_SHORT TASK:_ Starting with the line that contains "For the evaluation set, locate the white foam" and continuing through the end of the data, reproduce only those lines, requests included, and scale each answer coordinate by 1.05, rounding to whole numbers with halves rounded up. Leave the numbers in the requests and their format samples unchanged.

(Object location annotation data)
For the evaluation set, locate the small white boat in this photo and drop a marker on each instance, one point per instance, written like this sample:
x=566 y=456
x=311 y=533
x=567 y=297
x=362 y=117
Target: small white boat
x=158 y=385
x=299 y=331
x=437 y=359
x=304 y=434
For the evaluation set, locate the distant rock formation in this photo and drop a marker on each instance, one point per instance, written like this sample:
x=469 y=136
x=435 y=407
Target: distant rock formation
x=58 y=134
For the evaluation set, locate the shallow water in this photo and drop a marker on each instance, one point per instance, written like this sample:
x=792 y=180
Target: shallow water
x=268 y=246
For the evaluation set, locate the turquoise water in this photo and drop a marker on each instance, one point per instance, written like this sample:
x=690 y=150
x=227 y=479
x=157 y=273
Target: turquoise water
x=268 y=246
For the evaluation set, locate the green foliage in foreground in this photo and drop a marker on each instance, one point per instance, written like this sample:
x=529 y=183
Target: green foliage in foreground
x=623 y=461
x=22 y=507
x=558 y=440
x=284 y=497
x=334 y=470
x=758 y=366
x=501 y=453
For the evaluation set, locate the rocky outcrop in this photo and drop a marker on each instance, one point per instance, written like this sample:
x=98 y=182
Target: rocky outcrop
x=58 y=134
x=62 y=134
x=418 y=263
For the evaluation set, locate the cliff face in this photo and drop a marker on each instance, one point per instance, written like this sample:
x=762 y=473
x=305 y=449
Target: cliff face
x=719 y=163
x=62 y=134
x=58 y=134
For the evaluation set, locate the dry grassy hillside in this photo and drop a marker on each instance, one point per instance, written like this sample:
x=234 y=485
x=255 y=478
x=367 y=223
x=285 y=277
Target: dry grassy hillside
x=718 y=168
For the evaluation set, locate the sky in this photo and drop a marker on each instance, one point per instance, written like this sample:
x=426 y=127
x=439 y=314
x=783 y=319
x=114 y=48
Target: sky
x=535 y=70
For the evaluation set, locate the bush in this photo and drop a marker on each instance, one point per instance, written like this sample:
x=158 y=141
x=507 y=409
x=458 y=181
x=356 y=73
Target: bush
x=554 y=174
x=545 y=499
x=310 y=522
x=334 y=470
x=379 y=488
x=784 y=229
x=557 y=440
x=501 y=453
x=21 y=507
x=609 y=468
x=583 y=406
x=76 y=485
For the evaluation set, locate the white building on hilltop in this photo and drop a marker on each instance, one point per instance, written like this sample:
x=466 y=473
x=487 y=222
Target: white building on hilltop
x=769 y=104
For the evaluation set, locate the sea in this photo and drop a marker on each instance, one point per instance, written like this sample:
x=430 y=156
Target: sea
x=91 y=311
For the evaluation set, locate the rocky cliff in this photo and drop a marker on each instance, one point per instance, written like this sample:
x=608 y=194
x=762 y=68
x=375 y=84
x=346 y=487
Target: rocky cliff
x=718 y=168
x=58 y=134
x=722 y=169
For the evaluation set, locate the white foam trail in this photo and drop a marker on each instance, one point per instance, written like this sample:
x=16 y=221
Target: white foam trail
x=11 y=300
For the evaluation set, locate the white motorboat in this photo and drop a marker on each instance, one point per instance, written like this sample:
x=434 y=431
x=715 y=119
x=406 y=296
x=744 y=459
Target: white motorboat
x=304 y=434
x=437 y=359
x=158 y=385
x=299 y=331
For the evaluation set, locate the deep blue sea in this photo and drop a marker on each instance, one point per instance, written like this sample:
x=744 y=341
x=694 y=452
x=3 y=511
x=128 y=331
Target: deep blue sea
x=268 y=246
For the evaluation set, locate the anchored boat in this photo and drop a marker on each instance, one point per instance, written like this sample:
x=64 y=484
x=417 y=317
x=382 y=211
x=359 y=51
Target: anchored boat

_OUTPUT FOR THIS EXERCISE:_
For the evaluation set, locate the white foam trail in this photo and drop a marker on each instance, one point per instance, written like this sample:
x=16 y=221
Target: white foam trail
x=12 y=315
For the evaluation set, locate the white motorboat in this photo and drop a marker on each instance, one point per instance, written like this sample:
x=434 y=431
x=715 y=119
x=406 y=296
x=744 y=459
Target: white motorboat
x=319 y=456
x=459 y=377
x=166 y=404
x=314 y=348
For the evaluation set, locate the deep blue sea in this photo and drop a marker on each instance, one point per instance, written like this sample:
x=744 y=341
x=694 y=452
x=3 y=511
x=128 y=331
Target: deep blue sea
x=281 y=258
For the evaluation set, locate the anchored boat in this photo and drop a marker on each instance, one point per instance, written like this sample:
x=64 y=484
x=417 y=317
x=382 y=211
x=359 y=51
Target: anchored boat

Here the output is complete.